▸ **DATASET RECORDS**
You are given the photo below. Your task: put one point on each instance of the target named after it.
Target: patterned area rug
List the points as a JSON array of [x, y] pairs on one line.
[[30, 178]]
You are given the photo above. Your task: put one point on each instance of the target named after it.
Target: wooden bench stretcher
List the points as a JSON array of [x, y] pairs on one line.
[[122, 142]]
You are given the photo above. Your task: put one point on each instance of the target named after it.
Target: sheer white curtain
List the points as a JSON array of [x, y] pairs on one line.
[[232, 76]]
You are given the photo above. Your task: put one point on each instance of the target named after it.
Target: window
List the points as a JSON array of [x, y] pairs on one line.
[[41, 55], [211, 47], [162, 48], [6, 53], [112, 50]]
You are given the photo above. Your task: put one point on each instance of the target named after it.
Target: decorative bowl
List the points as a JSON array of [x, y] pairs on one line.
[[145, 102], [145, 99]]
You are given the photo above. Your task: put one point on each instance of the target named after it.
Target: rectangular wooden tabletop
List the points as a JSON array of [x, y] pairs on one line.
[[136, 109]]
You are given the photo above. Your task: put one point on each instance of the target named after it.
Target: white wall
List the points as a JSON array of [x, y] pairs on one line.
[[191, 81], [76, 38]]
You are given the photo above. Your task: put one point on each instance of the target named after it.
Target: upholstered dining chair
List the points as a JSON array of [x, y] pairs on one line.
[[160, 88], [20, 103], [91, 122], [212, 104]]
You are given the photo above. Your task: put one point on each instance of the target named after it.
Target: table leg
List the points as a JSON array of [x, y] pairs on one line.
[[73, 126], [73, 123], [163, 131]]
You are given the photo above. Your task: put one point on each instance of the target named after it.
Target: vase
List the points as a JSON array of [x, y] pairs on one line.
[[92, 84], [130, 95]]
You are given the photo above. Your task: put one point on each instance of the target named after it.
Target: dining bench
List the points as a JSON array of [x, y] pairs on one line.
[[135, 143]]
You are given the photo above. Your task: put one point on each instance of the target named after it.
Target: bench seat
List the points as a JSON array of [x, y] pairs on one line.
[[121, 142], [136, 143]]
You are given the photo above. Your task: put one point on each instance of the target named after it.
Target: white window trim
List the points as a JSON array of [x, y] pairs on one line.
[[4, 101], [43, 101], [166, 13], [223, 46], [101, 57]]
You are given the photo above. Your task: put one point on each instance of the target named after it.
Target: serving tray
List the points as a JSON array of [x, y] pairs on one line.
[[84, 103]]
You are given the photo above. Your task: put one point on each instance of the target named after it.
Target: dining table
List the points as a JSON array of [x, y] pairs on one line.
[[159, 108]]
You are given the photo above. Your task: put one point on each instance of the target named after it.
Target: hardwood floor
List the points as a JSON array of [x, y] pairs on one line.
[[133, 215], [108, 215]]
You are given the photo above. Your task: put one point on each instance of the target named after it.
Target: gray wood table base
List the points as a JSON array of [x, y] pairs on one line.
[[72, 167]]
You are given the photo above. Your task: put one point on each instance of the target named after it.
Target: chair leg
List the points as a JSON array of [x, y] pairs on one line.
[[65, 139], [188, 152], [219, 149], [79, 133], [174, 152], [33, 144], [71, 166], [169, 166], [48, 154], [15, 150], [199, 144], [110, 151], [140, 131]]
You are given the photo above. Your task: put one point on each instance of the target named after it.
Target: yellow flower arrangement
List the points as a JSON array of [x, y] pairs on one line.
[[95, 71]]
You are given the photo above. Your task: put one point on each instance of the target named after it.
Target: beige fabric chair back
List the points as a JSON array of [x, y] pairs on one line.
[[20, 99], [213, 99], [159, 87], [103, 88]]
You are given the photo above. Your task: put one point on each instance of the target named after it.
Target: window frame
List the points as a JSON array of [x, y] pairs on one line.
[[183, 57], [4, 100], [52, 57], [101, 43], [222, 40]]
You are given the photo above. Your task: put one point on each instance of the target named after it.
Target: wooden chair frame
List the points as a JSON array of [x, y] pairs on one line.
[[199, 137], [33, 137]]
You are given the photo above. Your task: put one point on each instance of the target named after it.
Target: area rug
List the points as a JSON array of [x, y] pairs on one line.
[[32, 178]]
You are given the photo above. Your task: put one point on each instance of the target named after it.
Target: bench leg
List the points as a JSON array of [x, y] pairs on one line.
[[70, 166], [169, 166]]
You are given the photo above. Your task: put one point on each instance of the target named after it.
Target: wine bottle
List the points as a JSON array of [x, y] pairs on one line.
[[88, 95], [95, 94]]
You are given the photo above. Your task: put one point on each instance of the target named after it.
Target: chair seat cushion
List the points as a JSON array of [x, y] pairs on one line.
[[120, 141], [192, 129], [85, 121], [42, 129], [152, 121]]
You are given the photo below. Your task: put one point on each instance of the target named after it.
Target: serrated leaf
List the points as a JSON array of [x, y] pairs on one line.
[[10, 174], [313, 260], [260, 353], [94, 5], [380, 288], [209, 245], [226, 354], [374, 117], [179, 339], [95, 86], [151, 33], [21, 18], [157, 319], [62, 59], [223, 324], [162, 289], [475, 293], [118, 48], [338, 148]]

▸ **ACTIVITY**
For each line above that carries the word "wooden", copy it out.

▸ **RESULT OF THIS EXERCISE**
Target: wooden bench stretcher
Target: rectangular wooden tabletop
Target: wooden chair frame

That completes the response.